Exercise details - Every entry below must be copied exactly, with nothing left out.

• • • • •

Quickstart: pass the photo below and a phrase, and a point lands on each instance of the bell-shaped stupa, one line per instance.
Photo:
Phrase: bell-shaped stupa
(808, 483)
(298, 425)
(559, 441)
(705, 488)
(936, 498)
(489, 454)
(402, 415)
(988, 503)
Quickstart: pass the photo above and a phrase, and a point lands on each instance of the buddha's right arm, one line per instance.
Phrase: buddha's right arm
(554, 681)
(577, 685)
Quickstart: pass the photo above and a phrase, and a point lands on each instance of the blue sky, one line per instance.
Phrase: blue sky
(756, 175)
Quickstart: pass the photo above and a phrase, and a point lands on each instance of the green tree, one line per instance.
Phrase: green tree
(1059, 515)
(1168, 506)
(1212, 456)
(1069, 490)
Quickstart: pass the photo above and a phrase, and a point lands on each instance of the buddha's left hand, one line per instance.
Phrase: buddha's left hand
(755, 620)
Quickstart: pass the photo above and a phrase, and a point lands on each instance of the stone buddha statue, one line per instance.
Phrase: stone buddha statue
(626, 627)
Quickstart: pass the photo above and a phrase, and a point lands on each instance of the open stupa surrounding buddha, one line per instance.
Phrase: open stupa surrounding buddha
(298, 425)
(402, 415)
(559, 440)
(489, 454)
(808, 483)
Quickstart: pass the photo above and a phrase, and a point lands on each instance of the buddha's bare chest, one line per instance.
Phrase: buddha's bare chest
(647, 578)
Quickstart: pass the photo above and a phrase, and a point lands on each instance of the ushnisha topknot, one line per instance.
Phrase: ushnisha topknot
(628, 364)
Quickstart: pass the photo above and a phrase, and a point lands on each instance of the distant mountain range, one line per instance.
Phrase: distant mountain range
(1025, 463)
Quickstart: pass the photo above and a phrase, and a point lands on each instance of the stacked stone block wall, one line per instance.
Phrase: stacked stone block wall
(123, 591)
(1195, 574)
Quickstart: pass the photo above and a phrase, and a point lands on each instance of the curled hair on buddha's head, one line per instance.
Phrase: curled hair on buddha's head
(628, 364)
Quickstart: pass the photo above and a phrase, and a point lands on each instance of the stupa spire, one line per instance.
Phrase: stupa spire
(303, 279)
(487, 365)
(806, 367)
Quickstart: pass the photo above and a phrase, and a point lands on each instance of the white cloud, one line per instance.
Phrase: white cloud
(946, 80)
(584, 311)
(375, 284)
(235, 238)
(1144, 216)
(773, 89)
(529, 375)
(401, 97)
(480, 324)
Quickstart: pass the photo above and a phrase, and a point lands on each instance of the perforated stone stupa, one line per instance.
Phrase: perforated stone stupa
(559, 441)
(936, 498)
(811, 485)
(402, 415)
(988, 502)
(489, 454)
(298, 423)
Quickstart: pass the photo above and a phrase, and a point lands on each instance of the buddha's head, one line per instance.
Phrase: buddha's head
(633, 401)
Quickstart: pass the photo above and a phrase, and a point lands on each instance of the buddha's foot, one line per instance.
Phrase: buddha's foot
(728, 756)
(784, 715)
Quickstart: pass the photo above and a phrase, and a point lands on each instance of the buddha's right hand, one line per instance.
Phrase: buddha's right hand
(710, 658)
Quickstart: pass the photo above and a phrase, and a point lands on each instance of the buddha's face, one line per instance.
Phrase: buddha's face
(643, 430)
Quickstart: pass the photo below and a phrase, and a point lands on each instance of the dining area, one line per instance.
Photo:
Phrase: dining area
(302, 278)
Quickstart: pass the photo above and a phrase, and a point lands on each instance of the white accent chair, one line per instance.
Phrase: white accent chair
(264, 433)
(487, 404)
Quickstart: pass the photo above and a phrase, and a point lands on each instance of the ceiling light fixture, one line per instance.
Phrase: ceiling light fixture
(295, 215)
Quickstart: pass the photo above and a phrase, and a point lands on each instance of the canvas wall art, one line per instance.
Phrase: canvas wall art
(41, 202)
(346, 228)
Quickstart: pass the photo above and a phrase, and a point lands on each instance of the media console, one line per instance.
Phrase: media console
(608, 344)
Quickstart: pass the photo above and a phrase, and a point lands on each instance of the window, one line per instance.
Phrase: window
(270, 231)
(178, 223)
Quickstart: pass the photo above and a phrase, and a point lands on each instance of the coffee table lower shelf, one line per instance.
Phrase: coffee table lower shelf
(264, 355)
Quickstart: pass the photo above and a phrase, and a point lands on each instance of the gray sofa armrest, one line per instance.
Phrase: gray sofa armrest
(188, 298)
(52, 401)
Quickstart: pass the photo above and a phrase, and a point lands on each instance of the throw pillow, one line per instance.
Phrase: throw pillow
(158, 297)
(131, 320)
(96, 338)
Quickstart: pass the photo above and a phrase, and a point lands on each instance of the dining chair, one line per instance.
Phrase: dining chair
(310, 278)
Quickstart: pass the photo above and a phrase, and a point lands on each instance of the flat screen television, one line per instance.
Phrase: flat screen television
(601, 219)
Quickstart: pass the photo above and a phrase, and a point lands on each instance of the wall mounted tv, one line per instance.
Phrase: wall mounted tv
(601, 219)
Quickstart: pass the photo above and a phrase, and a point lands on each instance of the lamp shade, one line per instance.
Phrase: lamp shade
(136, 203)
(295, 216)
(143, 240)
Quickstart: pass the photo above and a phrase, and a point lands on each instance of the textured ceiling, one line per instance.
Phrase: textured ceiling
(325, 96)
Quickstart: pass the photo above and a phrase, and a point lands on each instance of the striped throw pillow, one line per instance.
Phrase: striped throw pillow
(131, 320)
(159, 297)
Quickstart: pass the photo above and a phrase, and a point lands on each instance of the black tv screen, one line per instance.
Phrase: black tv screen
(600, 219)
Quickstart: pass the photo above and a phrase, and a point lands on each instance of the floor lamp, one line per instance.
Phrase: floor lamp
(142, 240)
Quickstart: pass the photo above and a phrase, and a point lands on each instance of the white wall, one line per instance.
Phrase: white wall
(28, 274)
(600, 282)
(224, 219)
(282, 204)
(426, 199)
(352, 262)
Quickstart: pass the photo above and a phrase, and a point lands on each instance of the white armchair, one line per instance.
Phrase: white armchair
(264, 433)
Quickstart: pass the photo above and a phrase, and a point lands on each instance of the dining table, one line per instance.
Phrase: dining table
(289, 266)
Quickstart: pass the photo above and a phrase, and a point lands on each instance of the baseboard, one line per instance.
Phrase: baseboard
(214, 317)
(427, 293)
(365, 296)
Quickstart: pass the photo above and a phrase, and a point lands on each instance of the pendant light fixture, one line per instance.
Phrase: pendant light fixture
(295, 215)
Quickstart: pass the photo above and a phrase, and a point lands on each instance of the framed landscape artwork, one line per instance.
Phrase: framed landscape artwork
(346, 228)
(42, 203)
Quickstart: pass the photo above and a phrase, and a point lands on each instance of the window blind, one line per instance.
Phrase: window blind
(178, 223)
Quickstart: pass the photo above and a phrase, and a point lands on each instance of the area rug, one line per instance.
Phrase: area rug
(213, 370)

• • • • •

Response to this exercise -
Quickstart: pass the photo below and a phrase, and a point lands on each instance of the bell-shaped stupa, one line per instance.
Photo:
Phrase: bell-shaped stupa
(808, 483)
(298, 425)
(559, 441)
(705, 488)
(936, 498)
(489, 454)
(402, 415)
(988, 503)
Quickstart: pass the photo above and a phrase, and a point lands on each instance of the buddha's right arm, one line per instance.
Phrase: buddha's right arm
(554, 681)
(577, 685)
Quickstart: pass the photo above and a phrase, and a point lands on each instance of the blue sky, one line per instance.
Phrase: blue sky
(756, 175)
Quickstart: pass the photo above and a phrase, and a point lands on each instance of the green tree, one line per instance.
Phrase: green tree
(1059, 515)
(1168, 506)
(1212, 456)
(1069, 490)
Quickstart: pass the photo above and a phrase, and a point lands on each instance of the buddha's left hand, one line per instance.
Phrase: buddha's left hand
(755, 620)
Quickstart: pass the photo above and a phrase, and a point lands on each instance of the stone buddha statue, one line per instance.
Phrase: stone buddha statue
(626, 627)
Quickstart: pass the photo above and a phrase, and a point lands on each instance of the open stupa surrounding buddha, one line per instance.
Phrase: open stupa surrounding buddha
(298, 425)
(402, 415)
(559, 440)
(489, 454)
(808, 483)
Quickstart: pass the photo above and a phrase, and a point lands on each instance of the buddha's bare chest, one line per instance.
Phrase: buddha's bare chest
(647, 578)
Quickstart: pass the photo above and a phrase, and a point lands on each instance of the ushnisha topknot, one line per instance.
Phrase: ushnisha topknot
(628, 364)
Quickstart: pass the photo above and a phrase, and a point lands on each instance of the distant mountain range, one line per instance.
Phrase: distant mountain range
(1025, 463)
Quickstart: pass the photo above and a phrase, and a point lands on each instance of the stacked stone block wall, one line per instance.
Phrase: stacked stone block wall
(123, 591)
(1195, 574)
Quickstart: pass the photo above and a phrase, and a point lands on each instance of the curled hair on buddha's head, one line per instance.
Phrase: curled hair on buddha's head
(628, 364)
Quickstart: pass the photo above and a phrase, and a point lands on each instance of the stupa spire, one line per instance.
Phrase: stupa spire
(303, 279)
(487, 365)
(806, 367)
Quickstart: pass the photo above and a phrase, and a point lands on each instance of the white cloud, one line per instance.
Phrase: white cloud
(946, 80)
(584, 311)
(375, 284)
(235, 238)
(1144, 216)
(773, 89)
(529, 375)
(401, 97)
(480, 324)
Quickstart: pass the photo above and a phrase, and a point lands on each instance of the perforated stone stupa, one line per instance.
Phrase: perforated stone stupa
(559, 441)
(936, 498)
(811, 485)
(402, 415)
(988, 502)
(489, 454)
(298, 423)
Quickstart: pass the photo above and a phrase, and a point lands on each instance of the buddha's head, one line per instance.
Phrase: buddha's head
(633, 401)
Quickstart: pass the photo above and a phrase, and a point lands on each instance of the buddha's foot, one line per instance.
Phrase: buddha's foot
(728, 756)
(784, 715)
Quickstart: pass the photo above and a phrase, and a point lands on each instance of the buddha's right hand, one line per instance.
Phrase: buddha's right hand
(710, 658)
Quickstart: pass the photo above and a phrase, and a point lands on each instance of the buddha's face, one line per instance.
Phrase: buddha's face
(643, 430)
Quickstart: pass the photo below and a phrase, and a point lands on each instance of the dining area, one line per instance.
Photo:
Phrase: dining area
(302, 278)
Quickstart: pass the photo above and a phrase, and a point lands on each instance of the white accent chair, one line per instance.
Phrase: white accent chair
(264, 433)
(487, 404)
Quickstart: pass the photo above and a phrase, and a point lands on each instance of the ceiling light fixture, one line per instance.
Phrase: ceiling light fixture
(295, 215)
Quickstart: pass the photo above and a phrase, and a point lands on each instance of the canvas wall art, one line per instance.
Phrase: canvas wall art
(41, 202)
(346, 228)
Quickstart: pass the photo above and a phrase, and a point lands on each instance of the media console, one line per instance.
Phrase: media console
(608, 344)
Quickstart: pass the photo above and a phrase, and a point lands on each instance of the window, one line per instance.
Phrase: window
(270, 231)
(178, 223)
Quickstart: pass the photo above and a phrase, and a point lands on each instance of the coffee table lower shelf, one line per instance.
Phrase: coffee table lower shelf
(264, 355)
Quickstart: pass the photo above and a phrase, and a point lands on each instance of the gray sofa armrest, one line per instance.
Phrase: gray sofa armrest
(188, 298)
(52, 401)
Quickstart: pass the photo above and a phrase, and a point lands on each instance of the throw pillow, one line per instance.
Phrase: throw pillow
(158, 297)
(131, 320)
(96, 338)
Quickstart: pass the photo above and a phrase, and a point lands on each instance of the dining chair, one line per instance.
Phrase: dining chair
(310, 278)
Quickstart: pass the photo above and a phrase, and a point lands on each instance of the flat screen television, one line per instance.
Phrase: flat screen television
(601, 219)
Quickstart: pass the photo above and a phrase, and a point lands on each instance of the wall mounted tv, one line per instance.
Phrase: wall mounted tv
(601, 219)
Quickstart: pass the photo above and a phrase, and a point lands on each instance of the lamp shade, one line per instance.
Phrase: lamp shade
(136, 203)
(295, 216)
(143, 240)
Quickstart: pass the photo above and a phrase, and a point lands on each instance of the textured ceiling, one line per instance.
Phrase: textured ceiling
(325, 96)
Quickstart: pass the photo above and a phrase, and a point lands on each instance of the striped throw pillow, one line per instance.
Phrase: striped throw pillow
(131, 320)
(159, 297)
Quickstart: pass the photo above and a phrase, and a point lands on each instance of the black tv screen, one line per instance.
Phrase: black tv screen
(600, 219)
Quickstart: pass the photo above and a phrase, and a point lands on each instance of the floor lamp, one line per instance.
Phrase: floor lamp
(142, 240)
Quickstart: pass the photo above and a phrase, and a point lands on each instance of the white wall, one line per instance.
Phrase: white wall
(28, 274)
(600, 282)
(224, 219)
(282, 204)
(426, 199)
(352, 262)
Quickstart: pass the photo above and a phrase, and a point lands on each instance of the white armchair, one line per instance.
Phrase: white armchair
(264, 433)
Quickstart: pass the photo above and a phrase, and a point lands on each instance of the dining table, one line per instance.
Phrase: dining table
(289, 266)
Quickstart: pass the photo above and a phrase, and a point lands on each instance of the baseboard, one line per instance.
Phrase: baseboard
(214, 317)
(427, 293)
(365, 296)
Quickstart: pass the photo above and a phrase, and a point lands on each instance of the pendant light fixture, one line per instance.
Phrase: pendant light fixture
(295, 215)
Quickstart: pass the photo above and a phrase, and a point lands on each instance of the framed landscape artwork, one line per instance.
Phrase: framed landscape artwork
(346, 228)
(42, 203)
Quickstart: pass the photo above and a phrase, and a point lands on each instance of the window blind, one line per instance.
Phrase: window blind
(178, 223)
Quickstart: pass the photo above and a phrase, and a point lands on each instance of the area rug, one line per instance.
Phrase: area rug
(213, 370)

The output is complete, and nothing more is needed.